Document section -
+ + +
To be sure, this isn't purposeful; it isn't what the Finance Committee negotiators intend. Nevertheless, it's a major problem that Congress must fix before enacting a final health reform bill.

The provision in question tries to address one of the biggest challenges in health reform: how to expand coverage to the uninsured without jeopardizing coverage for those who already have it. If the government provides low- and moderate-income people with subsidies to help them buy health insurance (as it would under all of the major proposals before Congress), employers might stop offering coverage to their workers on the theory that workers could buy it on their own.

That would drive up the cost of health care reform further, since many of the people who'd lose employer-sponsored coverage would need government subsidies to afford coverage on their own.

To avoid these problems, the health reform bill that three House Committees have approved -- as well as the bill that the Senate Health, Education, Labor, and Pensions (HELP) Committee recently passed -- would require employers that don't offer health coverage to pay a fee based on the total number of workers they have or the size of their total payroll. That would give employers an incentive to continue offering coverage. (Smaller employers would be exempt.)

The Senate Finance Committee negotiators have adopted an employer requirement as well, but theirs is radically different: employers that don't offer coverage would have to pay the average subsidy cost per person for all of their workers who use subsidies to buy coverage. People would qualify for subsidies if their family income is less than three times the poverty line, or roughly $55,000 for a family of three.

Basically, instead of paying a modest fee per worker based on the size of their full workforce (as under the House and Senate HELP proposals), employers that don't offer coverage would pay much larger amounts per worker but for only part of their workforce. This would effectively divide workers into two classes -- those who qualify for federal subsidies and those who don't -- and give employers a powerful incentive not to hire workers in the first group.
+ + +
Data block -

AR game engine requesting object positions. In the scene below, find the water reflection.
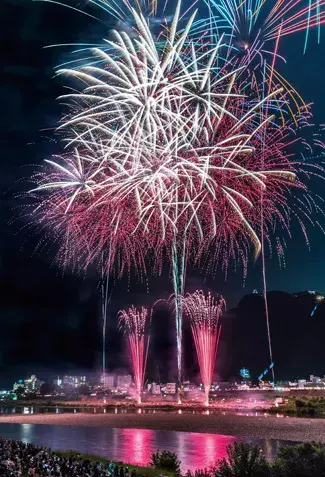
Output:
[0,424,292,472]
+ + +
To do -
1. List each congressional committee, or group of committees, named in the health reform passage.
2. Write out the health reform passage word for word, starting with "Basically, instead of" and going on through "the first group.".

Task answers -
1.
- Senate Finance Committee
- three House Committees
- Senate Health, Education, Labor, and Pensions (HELP) Committee

2.
Basically, instead of paying a modest fee per worker based on the size of their full workforce (as under the House and Senate HELP proposals), employers that don't offer coverage would pay much larger amounts per worker but for only part of their workforce. This would effectively divide workers into two classes -- those who qualify for federal subsidies and those who don't -- and give employers a powerful incentive not to hire workers in the first group.